• _EXERCISE DIRECTIONS_: Please convert the rows below, from the start through the line containing "108L132 74L127 73L127", into a JSON list of strings with one string per line and blank lines omitted.

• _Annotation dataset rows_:
'''
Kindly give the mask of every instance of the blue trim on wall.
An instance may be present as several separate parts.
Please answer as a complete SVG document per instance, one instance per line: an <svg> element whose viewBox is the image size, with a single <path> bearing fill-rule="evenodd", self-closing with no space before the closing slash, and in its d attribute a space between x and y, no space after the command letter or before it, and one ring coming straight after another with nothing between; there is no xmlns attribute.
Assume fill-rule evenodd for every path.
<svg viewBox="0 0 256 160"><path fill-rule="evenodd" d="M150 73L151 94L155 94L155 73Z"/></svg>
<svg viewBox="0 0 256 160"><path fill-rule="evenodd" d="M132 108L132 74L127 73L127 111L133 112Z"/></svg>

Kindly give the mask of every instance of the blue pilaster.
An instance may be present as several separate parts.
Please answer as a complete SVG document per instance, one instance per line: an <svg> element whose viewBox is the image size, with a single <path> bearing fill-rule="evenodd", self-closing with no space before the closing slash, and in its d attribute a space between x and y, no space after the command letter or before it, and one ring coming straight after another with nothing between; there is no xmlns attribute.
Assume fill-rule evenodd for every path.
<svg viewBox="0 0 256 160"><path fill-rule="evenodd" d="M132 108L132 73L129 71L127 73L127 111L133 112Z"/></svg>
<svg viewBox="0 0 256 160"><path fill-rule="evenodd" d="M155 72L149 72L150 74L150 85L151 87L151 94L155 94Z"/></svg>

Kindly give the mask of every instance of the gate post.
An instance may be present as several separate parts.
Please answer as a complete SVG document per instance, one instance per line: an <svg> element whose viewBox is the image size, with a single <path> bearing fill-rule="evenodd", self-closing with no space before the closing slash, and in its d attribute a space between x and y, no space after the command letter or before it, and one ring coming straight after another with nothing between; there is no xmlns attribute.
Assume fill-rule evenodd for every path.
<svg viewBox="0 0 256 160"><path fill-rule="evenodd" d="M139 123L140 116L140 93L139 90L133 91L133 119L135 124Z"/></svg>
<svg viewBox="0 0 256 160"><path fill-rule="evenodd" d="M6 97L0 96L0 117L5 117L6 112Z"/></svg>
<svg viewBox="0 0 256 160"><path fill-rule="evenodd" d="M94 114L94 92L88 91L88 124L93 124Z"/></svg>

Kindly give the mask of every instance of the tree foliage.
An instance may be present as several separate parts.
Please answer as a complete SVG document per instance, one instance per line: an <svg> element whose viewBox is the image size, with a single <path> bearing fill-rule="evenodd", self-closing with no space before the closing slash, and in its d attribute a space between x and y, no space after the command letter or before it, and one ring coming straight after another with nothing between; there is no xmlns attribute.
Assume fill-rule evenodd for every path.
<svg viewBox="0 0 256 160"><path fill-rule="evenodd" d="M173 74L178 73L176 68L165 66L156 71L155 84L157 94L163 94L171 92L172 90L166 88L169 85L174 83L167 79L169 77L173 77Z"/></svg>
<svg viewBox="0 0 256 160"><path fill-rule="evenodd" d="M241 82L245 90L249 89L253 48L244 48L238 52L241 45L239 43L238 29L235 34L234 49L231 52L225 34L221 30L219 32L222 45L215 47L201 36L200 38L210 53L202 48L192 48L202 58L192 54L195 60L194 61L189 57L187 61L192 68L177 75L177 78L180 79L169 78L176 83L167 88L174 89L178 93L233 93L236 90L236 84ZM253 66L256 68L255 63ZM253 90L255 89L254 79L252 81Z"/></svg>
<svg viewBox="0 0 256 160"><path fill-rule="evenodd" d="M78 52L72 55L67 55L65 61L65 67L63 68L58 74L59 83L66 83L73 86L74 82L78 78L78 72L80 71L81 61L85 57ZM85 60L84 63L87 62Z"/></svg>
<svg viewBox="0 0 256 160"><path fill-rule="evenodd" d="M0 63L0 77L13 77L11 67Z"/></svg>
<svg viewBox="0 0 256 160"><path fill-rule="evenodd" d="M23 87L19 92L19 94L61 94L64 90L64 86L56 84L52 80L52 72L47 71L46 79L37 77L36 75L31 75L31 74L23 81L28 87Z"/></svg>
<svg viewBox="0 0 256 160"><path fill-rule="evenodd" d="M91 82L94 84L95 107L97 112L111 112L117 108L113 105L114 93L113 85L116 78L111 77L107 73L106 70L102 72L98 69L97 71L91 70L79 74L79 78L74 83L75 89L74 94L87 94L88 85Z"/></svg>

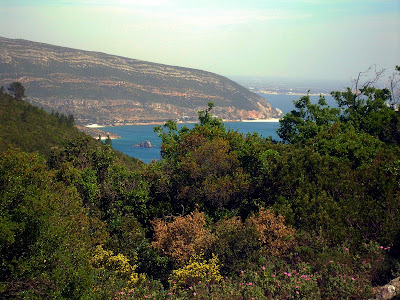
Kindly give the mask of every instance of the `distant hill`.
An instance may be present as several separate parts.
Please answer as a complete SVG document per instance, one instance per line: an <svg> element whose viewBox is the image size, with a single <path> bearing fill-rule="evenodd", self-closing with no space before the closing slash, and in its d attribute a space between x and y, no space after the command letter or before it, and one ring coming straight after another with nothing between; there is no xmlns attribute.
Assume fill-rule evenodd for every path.
<svg viewBox="0 0 400 300"><path fill-rule="evenodd" d="M215 103L227 120L281 112L234 81L206 71L0 37L0 85L20 81L28 101L77 123L196 121Z"/></svg>
<svg viewBox="0 0 400 300"><path fill-rule="evenodd" d="M52 148L62 151L70 143L83 141L85 149L104 147L98 140L80 132L67 116L49 114L24 100L0 92L0 153L17 147L25 152L37 152L49 159ZM120 164L132 168L140 163L135 158L112 149Z"/></svg>

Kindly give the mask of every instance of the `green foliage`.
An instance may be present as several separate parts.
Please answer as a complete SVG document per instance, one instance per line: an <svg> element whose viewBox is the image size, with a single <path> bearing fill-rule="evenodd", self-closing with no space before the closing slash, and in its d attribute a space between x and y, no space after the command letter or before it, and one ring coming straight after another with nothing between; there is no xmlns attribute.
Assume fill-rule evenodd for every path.
<svg viewBox="0 0 400 300"><path fill-rule="evenodd" d="M279 122L279 137L288 143L304 143L339 120L340 110L330 108L321 95L318 104L311 104L310 96L293 101L297 110L286 114Z"/></svg>
<svg viewBox="0 0 400 300"><path fill-rule="evenodd" d="M0 297L370 297L399 272L399 115L386 90L333 94L295 102L285 143L210 103L140 164L2 93Z"/></svg>
<svg viewBox="0 0 400 300"><path fill-rule="evenodd" d="M57 183L42 158L19 151L1 155L0 178L2 295L86 294L91 221L76 190Z"/></svg>

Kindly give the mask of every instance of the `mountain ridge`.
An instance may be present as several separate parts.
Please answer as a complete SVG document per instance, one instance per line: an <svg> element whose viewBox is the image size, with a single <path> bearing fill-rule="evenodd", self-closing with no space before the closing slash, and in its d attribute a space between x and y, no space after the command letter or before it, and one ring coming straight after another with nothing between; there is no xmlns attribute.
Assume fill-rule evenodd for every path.
<svg viewBox="0 0 400 300"><path fill-rule="evenodd" d="M208 102L225 120L281 116L261 96L212 72L0 37L0 85L20 81L28 101L78 123L193 121Z"/></svg>

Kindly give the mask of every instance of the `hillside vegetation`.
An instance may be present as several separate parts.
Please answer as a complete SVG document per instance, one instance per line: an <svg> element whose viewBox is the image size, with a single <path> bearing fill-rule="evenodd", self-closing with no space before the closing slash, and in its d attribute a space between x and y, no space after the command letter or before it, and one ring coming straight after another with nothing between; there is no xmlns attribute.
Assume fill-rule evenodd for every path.
<svg viewBox="0 0 400 300"><path fill-rule="evenodd" d="M161 160L134 168L85 136L46 155L3 135L0 295L372 296L400 275L400 115L386 89L333 95L296 101L283 143L226 129L209 103L193 129L156 127ZM20 106L58 122L0 98L15 127Z"/></svg>

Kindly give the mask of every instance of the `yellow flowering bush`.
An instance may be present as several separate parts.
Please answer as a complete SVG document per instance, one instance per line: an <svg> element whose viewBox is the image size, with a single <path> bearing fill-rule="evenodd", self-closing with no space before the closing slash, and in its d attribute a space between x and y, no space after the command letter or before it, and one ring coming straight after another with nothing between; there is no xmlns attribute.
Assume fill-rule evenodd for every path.
<svg viewBox="0 0 400 300"><path fill-rule="evenodd" d="M193 254L184 267L172 271L169 277L173 288L188 287L198 282L217 283L221 279L218 257L213 254L212 258L207 260L203 253Z"/></svg>
<svg viewBox="0 0 400 300"><path fill-rule="evenodd" d="M136 257L134 260L136 261ZM114 255L113 251L104 250L102 245L96 247L90 263L96 269L111 273L109 279L112 281L116 278L126 280L127 288L132 288L133 285L145 279L143 274L139 275L135 272L137 265L131 265L125 255L120 253Z"/></svg>

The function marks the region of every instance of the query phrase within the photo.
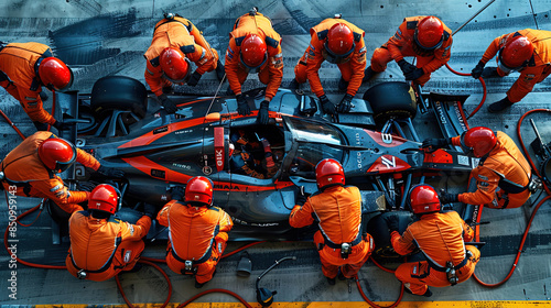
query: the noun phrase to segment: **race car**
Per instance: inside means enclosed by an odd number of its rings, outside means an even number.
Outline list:
[[[413,219],[403,198],[413,184],[441,173],[468,174],[476,164],[453,148],[432,153],[420,148],[411,118],[421,99],[407,82],[377,85],[364,99],[354,99],[350,112],[336,117],[324,114],[314,97],[280,89],[270,102],[267,125],[257,122],[263,89],[245,96],[252,110],[249,116],[237,113],[235,97],[186,95],[172,96],[180,110],[166,114],[148,100],[138,80],[105,77],[89,96],[60,98],[64,121],[78,123],[62,136],[93,154],[101,165],[125,172],[123,179],[111,183],[121,188],[127,208],[139,209],[149,202],[160,209],[171,200],[174,186],[185,186],[194,176],[210,178],[214,202],[234,220],[231,240],[311,237],[315,226],[296,230],[289,226],[288,218],[299,194],[317,190],[314,169],[323,158],[339,161],[346,184],[359,187],[363,227],[370,233],[385,233],[371,234],[381,243],[388,241],[385,215],[398,212],[403,229]],[[463,113],[456,112],[465,99],[439,95],[428,99],[440,106],[431,109],[441,112],[436,116],[444,135],[466,130],[461,125],[466,125]],[[277,166],[271,174],[262,162],[266,143]],[[242,173],[242,164],[261,176]],[[83,166],[65,177],[69,183],[105,182]],[[473,208],[461,211],[472,221]],[[150,234],[162,239],[166,237],[162,231],[154,224]],[[378,246],[385,246],[381,243]]]

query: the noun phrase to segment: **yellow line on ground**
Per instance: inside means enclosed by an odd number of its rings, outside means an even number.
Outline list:
[[[389,306],[391,301],[377,301],[377,305]],[[176,308],[180,304],[169,304],[166,308]],[[258,302],[249,302],[253,308],[261,308]],[[161,304],[134,304],[136,308],[159,308]],[[35,305],[34,308],[89,308],[89,305]],[[101,305],[102,308],[126,308],[126,305]],[[186,308],[241,308],[240,302],[192,302]],[[272,308],[364,308],[371,307],[365,301],[315,301],[315,302],[273,302]],[[518,308],[551,307],[551,301],[537,300],[480,300],[480,301],[401,301],[397,308]]]

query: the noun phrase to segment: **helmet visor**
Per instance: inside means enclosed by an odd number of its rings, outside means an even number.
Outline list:
[[[184,61],[187,63],[187,67],[191,68],[192,67],[192,63],[190,62],[190,59],[186,57],[184,58]],[[173,84],[185,84],[187,82],[187,80],[190,80],[190,77],[192,77],[192,69],[187,69],[187,73],[185,74],[185,76],[181,79],[173,79],[171,77],[169,77],[169,75],[166,75],[164,72],[163,72],[163,78],[173,82]]]
[[[355,48],[356,48],[356,43],[353,43],[348,52],[342,55],[337,55],[329,50],[329,47],[327,46],[327,42],[325,42],[322,55],[328,63],[341,64],[349,61],[348,56],[354,52]]]
[[[58,92],[65,92],[66,90],[68,90],[71,88],[71,86],[73,86],[73,81],[75,80],[75,76],[73,75],[73,69],[71,69],[71,67],[68,67],[68,66],[67,66],[67,68],[69,69],[69,73],[71,73],[71,80],[68,81],[67,85],[65,85],[65,87],[57,88],[54,85],[48,84],[48,85],[46,85],[46,88],[48,88],[50,90],[55,89]]]

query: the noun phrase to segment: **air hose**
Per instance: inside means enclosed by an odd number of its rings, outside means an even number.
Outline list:
[[[450,67],[450,65],[447,63],[446,63],[446,67],[447,67],[447,69],[450,69],[450,72],[452,72],[455,75],[458,75],[458,76],[471,76],[471,74],[468,74],[468,73],[460,73],[460,72],[454,70],[452,67]],[[480,81],[480,85],[483,86],[484,95],[483,95],[483,98],[480,99],[480,102],[475,108],[475,110],[473,110],[473,112],[471,112],[471,114],[468,114],[467,120],[471,119],[471,118],[473,118],[473,116],[475,116],[476,112],[478,112],[478,110],[480,110],[480,108],[483,107],[484,102],[486,101],[486,94],[487,94],[486,82],[484,81],[483,77],[478,77],[478,80]]]
[[[532,172],[539,177],[541,178],[541,175],[539,174],[538,172],[538,168],[536,167],[536,165],[533,164],[533,161],[532,158],[530,157],[526,146],[525,146],[525,142],[522,141],[522,135],[520,133],[520,127],[522,124],[522,121],[525,120],[525,118],[530,114],[530,113],[533,113],[533,112],[551,112],[550,109],[533,109],[533,110],[529,110],[528,112],[526,112],[525,114],[522,114],[522,117],[520,117],[518,123],[517,123],[517,135],[518,135],[518,139],[520,141],[520,145],[522,147],[522,151],[525,153],[525,157],[527,157],[528,162],[530,163],[530,167],[532,168]],[[538,210],[540,209],[540,207],[549,199],[551,199],[551,190],[550,188],[548,187],[547,183],[544,180],[542,180],[543,183],[543,188],[545,190],[545,193],[548,194],[547,197],[544,197],[541,201],[538,202],[538,205],[536,206],[536,208],[532,210],[532,213],[530,216],[530,219],[528,221],[528,224],[526,227],[526,230],[525,230],[525,233],[522,234],[522,240],[520,241],[520,245],[517,250],[517,255],[515,257],[515,261],[512,262],[512,265],[511,265],[511,270],[509,271],[509,273],[507,274],[507,276],[499,283],[495,283],[495,284],[488,284],[488,283],[484,283],[483,280],[480,280],[477,276],[476,276],[476,273],[473,273],[473,277],[474,279],[479,283],[480,285],[485,286],[485,287],[497,287],[497,286],[500,286],[503,284],[505,284],[511,276],[512,276],[512,273],[515,272],[515,270],[517,268],[517,264],[518,264],[518,261],[520,258],[520,254],[522,253],[522,249],[525,246],[525,242],[526,242],[526,238],[528,237],[528,231],[530,231],[530,227],[532,226],[532,221],[533,221],[533,218],[536,217],[536,213],[538,212]],[[479,222],[479,217],[477,219],[477,222]]]

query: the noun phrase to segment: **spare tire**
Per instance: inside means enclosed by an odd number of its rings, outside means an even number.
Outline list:
[[[378,84],[364,94],[364,100],[369,101],[375,122],[379,125],[390,118],[413,119],[417,114],[415,94],[408,82]]]
[[[142,82],[130,77],[102,77],[91,88],[90,107],[100,119],[112,110],[132,111],[143,118],[148,109],[148,91]]]

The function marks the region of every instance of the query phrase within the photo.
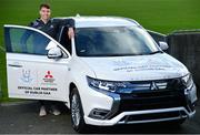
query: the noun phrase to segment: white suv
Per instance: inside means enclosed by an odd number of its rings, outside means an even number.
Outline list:
[[[180,124],[193,116],[196,85],[187,68],[162,51],[167,43],[159,46],[131,19],[73,19],[71,41],[64,27],[56,41],[33,28],[4,25],[9,97],[64,102],[77,132],[88,125]]]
'''
• _TASK ANSWER_:
[
  "Kindly give the mask of every instance of the blue trim on wall.",
  "An instance may be present as several separate parts.",
  "Please answer as a complete SVG document per instance, one instance per line: an <svg> element whose viewBox is the image size, with a single <path> bearing fill-rule=\"evenodd\", self-closing with no space before the closing slash, and in its d attribute a space between x and y, no space after the command letter or before it, and one ring coming straight after another with nothing between; there is no xmlns attribute.",
  "Assume fill-rule evenodd for every path.",
  "<svg viewBox=\"0 0 256 160\"><path fill-rule=\"evenodd\" d=\"M150 73L151 94L155 94L155 73Z\"/></svg>",
  "<svg viewBox=\"0 0 256 160\"><path fill-rule=\"evenodd\" d=\"M132 108L132 74L127 73L127 111L133 112Z\"/></svg>"
]